*Stored dataset lines:*
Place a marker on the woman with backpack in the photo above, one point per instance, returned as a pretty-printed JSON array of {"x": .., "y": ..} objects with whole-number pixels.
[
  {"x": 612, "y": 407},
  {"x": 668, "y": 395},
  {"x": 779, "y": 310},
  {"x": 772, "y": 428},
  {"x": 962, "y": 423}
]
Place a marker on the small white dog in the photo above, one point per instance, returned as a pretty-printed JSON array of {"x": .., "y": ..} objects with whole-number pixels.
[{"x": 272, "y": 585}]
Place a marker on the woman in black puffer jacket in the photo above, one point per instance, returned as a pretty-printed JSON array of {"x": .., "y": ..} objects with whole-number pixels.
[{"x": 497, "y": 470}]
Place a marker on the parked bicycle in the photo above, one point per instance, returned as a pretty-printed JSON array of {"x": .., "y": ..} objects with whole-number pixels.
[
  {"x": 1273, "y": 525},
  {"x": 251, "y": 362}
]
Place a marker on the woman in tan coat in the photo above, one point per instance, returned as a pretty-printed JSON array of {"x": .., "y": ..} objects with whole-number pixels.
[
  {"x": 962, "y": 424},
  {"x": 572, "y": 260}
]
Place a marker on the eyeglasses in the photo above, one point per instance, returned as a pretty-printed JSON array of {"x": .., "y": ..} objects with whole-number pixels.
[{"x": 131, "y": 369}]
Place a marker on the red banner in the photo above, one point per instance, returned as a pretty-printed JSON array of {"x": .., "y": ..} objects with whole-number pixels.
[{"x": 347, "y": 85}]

*Aim of the exercise:* Return every one of the lines above unchanged, copying each character as it stands.

*Solution to the exercise:*
Place a marker on the woman with backpack in the photo above, one point per instance, returned as a pretty-printed JSON array of {"x": .., "y": ..} objects with whole-number pixels.
[
  {"x": 612, "y": 407},
  {"x": 668, "y": 395},
  {"x": 779, "y": 310},
  {"x": 772, "y": 428},
  {"x": 962, "y": 423}
]
Place a marker on the small white dog in the photo above, one point per instance, returned as a pretty-printed JSON array of {"x": .., "y": ..} objects with whole-number pixels.
[{"x": 272, "y": 585}]
Place a marker on the woman in black puffer jacket in the photo above, one point per instance, returned as a pretty-printed JSON array of {"x": .., "y": ..} objects with whole-number pixels.
[{"x": 497, "y": 470}]
Place a marker on the parked bicycle in the photo above, one point per instance, returned as a pretty-printed JSON array of {"x": .., "y": ..} objects with whole-number pixels.
[
  {"x": 1273, "y": 525},
  {"x": 251, "y": 362}
]
Place a marker on the woman in tan coat in the photo above, one point per instance, returned as a pretty-printed JSON array of {"x": .., "y": ..} objects with whole-number pixels.
[
  {"x": 962, "y": 424},
  {"x": 572, "y": 260}
]
Place a marker on the eyeglasses in the photo above, one point per instance, returned as a pretty-printed JSON array of {"x": .., "y": ..} objects with whole-number pixels.
[{"x": 131, "y": 369}]
Place a marker on the red banner in the photo above, one point per instance, returned as a pretty-printed JSON array of {"x": .., "y": ..} objects with whole-number pixels.
[{"x": 347, "y": 85}]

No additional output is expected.